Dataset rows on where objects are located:
----

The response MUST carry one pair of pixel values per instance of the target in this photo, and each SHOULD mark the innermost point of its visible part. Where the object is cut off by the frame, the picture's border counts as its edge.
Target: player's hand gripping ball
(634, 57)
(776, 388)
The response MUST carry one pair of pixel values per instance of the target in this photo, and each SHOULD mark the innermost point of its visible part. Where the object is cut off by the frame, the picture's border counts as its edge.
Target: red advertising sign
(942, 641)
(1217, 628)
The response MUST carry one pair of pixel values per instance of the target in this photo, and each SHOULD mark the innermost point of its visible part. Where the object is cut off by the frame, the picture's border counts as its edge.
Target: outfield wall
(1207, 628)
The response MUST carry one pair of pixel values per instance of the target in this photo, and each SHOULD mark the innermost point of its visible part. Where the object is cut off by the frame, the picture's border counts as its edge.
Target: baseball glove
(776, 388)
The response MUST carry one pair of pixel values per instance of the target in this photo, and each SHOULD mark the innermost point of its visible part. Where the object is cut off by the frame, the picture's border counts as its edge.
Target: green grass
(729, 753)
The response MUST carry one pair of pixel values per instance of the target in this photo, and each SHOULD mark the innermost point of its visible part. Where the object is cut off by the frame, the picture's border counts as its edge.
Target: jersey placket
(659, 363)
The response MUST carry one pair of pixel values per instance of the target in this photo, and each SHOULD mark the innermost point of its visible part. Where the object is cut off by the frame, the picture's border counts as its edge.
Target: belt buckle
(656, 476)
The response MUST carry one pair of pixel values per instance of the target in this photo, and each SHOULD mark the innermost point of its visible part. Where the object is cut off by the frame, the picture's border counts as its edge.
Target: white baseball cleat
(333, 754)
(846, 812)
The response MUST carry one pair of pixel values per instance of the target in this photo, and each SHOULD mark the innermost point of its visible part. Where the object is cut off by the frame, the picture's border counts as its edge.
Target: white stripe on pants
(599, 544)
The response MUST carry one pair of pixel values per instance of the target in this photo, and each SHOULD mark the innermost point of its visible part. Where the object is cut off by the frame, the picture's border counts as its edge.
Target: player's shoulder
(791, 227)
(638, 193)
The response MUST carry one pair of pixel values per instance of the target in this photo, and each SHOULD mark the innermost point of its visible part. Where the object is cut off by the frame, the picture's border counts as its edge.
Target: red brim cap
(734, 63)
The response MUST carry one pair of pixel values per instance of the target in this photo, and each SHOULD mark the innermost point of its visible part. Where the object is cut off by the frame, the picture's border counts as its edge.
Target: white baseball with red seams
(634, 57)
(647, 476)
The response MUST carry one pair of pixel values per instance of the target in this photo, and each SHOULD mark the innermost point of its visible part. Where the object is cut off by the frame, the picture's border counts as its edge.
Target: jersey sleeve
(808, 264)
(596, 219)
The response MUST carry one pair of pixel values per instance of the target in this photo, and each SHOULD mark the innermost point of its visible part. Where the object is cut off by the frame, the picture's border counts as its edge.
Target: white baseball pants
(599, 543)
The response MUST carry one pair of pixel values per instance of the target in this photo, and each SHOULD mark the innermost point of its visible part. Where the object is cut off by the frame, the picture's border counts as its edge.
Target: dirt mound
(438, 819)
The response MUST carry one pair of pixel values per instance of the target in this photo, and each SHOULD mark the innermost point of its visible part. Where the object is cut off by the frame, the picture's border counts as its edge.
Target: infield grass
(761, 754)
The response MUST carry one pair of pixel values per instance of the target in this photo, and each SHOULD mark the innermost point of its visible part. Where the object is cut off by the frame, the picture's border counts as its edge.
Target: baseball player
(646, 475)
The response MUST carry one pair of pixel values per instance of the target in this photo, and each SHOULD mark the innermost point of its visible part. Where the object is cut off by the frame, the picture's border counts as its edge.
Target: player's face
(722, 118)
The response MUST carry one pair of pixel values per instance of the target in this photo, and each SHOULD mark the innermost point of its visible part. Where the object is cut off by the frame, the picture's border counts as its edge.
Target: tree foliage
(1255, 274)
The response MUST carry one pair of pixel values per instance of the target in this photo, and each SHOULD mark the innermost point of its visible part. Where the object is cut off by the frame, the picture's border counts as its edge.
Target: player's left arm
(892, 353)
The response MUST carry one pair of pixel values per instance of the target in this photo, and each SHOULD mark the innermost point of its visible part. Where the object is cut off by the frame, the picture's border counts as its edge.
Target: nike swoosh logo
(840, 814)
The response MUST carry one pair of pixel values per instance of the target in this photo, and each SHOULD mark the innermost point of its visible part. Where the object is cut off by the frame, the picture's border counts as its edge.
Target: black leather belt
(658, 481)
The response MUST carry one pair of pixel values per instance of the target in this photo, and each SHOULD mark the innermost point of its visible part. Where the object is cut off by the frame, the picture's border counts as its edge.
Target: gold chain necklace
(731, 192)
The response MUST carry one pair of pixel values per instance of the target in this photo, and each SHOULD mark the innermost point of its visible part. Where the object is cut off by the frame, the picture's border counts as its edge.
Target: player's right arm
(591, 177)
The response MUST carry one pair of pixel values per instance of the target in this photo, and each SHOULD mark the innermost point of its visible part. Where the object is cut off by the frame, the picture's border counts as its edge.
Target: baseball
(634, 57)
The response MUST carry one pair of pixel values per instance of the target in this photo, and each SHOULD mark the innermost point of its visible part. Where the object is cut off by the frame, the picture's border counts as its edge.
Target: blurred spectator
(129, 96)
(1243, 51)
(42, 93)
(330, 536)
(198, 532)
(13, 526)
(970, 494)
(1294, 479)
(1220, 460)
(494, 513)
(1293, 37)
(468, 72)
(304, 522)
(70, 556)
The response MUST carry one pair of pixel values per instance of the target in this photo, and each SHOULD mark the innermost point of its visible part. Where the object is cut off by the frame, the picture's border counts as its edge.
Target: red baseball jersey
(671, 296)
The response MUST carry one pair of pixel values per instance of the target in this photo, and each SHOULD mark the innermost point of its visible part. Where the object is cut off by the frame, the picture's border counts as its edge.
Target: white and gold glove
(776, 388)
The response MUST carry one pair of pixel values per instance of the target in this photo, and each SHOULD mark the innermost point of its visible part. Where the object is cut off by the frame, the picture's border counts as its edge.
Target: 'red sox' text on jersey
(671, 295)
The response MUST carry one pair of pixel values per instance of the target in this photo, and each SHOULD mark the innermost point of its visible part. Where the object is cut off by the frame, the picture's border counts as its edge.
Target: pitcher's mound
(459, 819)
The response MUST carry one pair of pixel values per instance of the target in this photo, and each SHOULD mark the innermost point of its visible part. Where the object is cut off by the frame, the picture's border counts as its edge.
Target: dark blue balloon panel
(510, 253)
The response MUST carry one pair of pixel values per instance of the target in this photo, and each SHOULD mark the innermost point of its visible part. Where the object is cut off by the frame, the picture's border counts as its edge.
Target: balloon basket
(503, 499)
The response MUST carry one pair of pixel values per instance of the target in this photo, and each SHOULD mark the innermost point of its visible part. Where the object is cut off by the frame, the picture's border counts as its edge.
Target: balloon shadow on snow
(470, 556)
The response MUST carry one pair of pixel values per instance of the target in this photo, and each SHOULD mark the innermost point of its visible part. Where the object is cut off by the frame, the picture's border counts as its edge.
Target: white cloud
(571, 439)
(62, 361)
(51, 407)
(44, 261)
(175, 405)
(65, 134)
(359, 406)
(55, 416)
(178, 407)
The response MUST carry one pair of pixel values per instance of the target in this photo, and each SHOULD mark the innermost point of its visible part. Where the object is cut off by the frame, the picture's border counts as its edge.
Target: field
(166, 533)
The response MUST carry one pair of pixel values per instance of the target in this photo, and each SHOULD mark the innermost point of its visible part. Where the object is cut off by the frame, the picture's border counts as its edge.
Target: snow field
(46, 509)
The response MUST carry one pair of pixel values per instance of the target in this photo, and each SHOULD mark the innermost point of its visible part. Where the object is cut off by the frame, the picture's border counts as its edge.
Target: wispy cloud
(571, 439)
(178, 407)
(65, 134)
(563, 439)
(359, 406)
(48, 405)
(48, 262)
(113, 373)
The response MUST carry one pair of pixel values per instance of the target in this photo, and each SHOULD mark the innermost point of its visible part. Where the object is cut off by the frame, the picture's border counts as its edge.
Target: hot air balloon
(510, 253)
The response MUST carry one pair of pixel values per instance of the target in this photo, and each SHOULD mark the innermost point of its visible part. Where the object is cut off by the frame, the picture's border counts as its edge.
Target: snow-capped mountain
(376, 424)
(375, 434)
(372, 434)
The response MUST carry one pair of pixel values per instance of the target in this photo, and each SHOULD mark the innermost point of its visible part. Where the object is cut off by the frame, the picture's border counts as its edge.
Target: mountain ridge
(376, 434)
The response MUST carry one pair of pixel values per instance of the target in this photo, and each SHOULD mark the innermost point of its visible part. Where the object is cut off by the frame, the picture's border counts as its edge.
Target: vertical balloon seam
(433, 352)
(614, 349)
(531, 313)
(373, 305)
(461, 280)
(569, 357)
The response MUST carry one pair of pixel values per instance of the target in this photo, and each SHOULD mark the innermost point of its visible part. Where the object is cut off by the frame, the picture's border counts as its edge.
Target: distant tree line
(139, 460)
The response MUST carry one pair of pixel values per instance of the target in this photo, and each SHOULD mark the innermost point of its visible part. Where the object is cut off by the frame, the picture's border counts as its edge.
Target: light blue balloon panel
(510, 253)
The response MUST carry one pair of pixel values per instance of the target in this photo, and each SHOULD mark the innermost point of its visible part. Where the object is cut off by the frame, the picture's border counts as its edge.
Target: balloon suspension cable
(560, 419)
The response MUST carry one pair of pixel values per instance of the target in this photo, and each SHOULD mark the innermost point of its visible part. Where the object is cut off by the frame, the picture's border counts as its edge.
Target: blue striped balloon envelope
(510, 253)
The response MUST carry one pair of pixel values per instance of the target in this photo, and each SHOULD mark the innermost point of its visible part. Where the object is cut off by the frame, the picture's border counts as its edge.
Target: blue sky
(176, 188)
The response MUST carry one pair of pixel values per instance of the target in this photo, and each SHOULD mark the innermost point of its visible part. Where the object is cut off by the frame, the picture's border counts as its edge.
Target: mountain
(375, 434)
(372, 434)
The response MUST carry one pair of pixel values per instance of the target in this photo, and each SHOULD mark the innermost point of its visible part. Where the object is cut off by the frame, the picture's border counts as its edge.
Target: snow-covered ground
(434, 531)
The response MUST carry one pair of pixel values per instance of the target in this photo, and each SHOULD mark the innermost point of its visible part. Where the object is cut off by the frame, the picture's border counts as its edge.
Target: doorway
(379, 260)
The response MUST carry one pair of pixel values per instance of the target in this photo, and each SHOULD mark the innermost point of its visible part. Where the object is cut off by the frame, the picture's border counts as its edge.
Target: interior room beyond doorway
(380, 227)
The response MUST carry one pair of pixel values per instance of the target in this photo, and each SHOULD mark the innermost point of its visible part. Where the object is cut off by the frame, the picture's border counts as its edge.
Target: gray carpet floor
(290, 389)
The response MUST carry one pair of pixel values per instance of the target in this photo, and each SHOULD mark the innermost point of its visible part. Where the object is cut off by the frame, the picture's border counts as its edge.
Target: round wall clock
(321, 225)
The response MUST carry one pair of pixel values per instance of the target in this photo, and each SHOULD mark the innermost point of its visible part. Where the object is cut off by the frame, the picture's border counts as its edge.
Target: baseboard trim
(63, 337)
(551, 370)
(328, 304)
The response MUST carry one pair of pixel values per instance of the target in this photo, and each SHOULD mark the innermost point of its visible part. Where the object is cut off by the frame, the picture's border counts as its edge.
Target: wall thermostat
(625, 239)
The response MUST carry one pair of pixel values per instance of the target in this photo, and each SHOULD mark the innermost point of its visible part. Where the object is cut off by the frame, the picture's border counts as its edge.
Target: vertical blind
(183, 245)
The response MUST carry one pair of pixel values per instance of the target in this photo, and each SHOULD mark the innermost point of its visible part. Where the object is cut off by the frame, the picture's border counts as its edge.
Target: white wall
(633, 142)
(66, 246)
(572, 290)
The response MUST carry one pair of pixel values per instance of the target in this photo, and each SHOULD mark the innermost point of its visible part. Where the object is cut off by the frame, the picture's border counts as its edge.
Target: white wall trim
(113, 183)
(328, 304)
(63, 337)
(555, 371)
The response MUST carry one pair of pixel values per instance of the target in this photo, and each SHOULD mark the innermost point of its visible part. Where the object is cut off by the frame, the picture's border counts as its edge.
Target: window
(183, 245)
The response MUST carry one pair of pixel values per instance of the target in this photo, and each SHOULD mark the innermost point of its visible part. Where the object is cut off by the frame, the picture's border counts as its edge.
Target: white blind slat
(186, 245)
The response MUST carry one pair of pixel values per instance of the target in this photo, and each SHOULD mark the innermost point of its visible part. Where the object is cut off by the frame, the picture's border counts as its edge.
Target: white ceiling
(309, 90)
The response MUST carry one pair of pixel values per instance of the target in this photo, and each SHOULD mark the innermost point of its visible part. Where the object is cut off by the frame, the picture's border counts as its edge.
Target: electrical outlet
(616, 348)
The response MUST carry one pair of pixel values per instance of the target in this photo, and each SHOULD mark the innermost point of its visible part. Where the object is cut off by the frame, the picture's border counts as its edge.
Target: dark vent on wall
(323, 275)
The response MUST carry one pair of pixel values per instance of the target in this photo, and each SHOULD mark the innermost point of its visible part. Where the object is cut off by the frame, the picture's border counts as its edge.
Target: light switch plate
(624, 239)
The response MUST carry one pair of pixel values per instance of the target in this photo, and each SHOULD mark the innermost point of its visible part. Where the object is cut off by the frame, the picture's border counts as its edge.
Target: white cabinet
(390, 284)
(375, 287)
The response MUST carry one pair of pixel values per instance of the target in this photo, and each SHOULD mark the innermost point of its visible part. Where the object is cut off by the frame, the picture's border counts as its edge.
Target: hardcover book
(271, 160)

----

Count the lines above that contain the string "doorway". Reply with the number alone.

▸ **ANSWER TO THIS PROBLEM**: 2